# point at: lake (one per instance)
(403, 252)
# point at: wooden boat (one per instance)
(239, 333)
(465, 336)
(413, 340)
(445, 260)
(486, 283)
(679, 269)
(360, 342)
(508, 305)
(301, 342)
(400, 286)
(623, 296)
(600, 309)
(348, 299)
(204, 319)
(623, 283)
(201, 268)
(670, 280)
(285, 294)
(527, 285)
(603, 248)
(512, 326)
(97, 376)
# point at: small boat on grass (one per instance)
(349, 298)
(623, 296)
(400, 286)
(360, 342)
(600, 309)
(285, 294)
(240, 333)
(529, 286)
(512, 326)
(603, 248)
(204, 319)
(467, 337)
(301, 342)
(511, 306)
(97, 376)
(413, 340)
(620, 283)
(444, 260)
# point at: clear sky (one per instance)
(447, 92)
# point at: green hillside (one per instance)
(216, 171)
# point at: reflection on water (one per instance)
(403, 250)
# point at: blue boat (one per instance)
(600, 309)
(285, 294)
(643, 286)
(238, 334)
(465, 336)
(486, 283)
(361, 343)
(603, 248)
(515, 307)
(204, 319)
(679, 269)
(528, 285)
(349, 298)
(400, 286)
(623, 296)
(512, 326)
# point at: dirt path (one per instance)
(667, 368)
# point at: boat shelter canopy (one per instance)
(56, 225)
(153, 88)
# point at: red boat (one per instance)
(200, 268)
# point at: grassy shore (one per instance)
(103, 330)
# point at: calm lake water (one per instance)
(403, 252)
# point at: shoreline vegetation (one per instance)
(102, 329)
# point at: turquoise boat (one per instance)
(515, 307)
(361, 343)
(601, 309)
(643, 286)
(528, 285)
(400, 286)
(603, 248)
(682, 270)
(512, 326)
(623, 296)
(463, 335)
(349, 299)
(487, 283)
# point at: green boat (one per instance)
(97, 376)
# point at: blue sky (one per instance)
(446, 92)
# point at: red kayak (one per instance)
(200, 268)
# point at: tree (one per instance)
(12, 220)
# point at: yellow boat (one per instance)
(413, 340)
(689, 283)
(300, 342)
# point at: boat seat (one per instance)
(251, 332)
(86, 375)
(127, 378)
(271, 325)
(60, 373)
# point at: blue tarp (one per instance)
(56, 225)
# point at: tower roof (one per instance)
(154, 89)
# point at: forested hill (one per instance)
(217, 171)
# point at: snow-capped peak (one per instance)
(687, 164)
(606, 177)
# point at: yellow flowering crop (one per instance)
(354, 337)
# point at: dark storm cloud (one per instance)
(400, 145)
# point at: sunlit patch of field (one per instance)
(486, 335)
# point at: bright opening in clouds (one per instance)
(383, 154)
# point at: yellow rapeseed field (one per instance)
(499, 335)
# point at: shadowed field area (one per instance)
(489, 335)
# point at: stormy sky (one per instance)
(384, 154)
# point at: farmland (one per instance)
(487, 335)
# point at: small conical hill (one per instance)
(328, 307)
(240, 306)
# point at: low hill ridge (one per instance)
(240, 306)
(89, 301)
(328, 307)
- - - - - - -
YOUR TASK: Set down the entire listing above again, word for word.

EXERCISE SOLUTION:
# point at: lake (one per instance)
(403, 252)
# point at: wooden boat (one per instance)
(239, 333)
(465, 336)
(413, 340)
(445, 260)
(486, 283)
(679, 269)
(360, 342)
(508, 305)
(301, 342)
(400, 286)
(623, 296)
(600, 309)
(348, 299)
(204, 319)
(623, 283)
(201, 268)
(670, 280)
(285, 294)
(527, 285)
(603, 248)
(512, 326)
(97, 376)
# point at: small boat on grass (one per instance)
(349, 298)
(623, 296)
(400, 286)
(360, 342)
(600, 309)
(285, 294)
(240, 333)
(529, 286)
(512, 326)
(603, 248)
(204, 319)
(467, 337)
(301, 342)
(511, 306)
(97, 376)
(413, 340)
(620, 283)
(444, 260)
# point at: clear sky (one per instance)
(447, 92)
# point at: green hillside (one per instance)
(216, 171)
# point at: reflection on water (one per instance)
(403, 250)
# point at: blue boat (one per instance)
(600, 309)
(285, 294)
(643, 286)
(238, 334)
(465, 336)
(486, 283)
(361, 343)
(603, 248)
(515, 307)
(204, 319)
(679, 269)
(528, 285)
(349, 298)
(400, 286)
(623, 296)
(512, 326)
# point at: dirt path (one per instance)
(667, 368)
# point at: boat shelter canopy (one per instance)
(56, 225)
(153, 88)
# point at: red boat (one per instance)
(200, 268)
# point at: grassy shore (one per instance)
(103, 330)
# point at: calm lake water (one per instance)
(403, 252)
# point at: shoreline vegetation (one per instance)
(102, 329)
# point at: turquoise boat (one per instance)
(515, 307)
(361, 343)
(601, 309)
(643, 286)
(528, 285)
(400, 286)
(603, 248)
(682, 270)
(512, 326)
(623, 296)
(463, 335)
(349, 299)
(487, 283)
# point at: green boat (one per instance)
(97, 376)
# point at: blue sky (one per instance)
(446, 92)
# point at: red kayak (one per instance)
(200, 268)
# point at: tree (one per instance)
(12, 220)
# point at: yellow boat (one per instance)
(413, 340)
(689, 283)
(300, 342)
# point at: boat seat (one per instance)
(251, 332)
(86, 375)
(127, 378)
(271, 325)
(60, 373)
# point at: blue tarp (one per instance)
(56, 225)
# point at: tower roof (one per instance)
(154, 89)
# point at: forested hill (one per instance)
(217, 171)
# point at: snow-capped peak (one per instance)
(687, 164)
(606, 177)
# point at: yellow flowering crop (one per instance)
(354, 337)
# point at: dark storm cloud (one per instance)
(400, 145)
# point at: sunlit patch of field (one per instance)
(486, 335)
# point at: bright opening in clouds (one per instance)
(383, 154)
# point at: yellow rapeseed field (one per instance)
(499, 335)
# point at: shadowed field area (one per instance)
(489, 335)
# point at: stormy sky (one per instance)
(384, 154)
# point at: farmland (one per instance)
(487, 335)
# point at: small conical hill (one per instance)
(328, 307)
(240, 306)
# point at: low hill ridge (one per instance)
(240, 306)
(89, 301)
(328, 307)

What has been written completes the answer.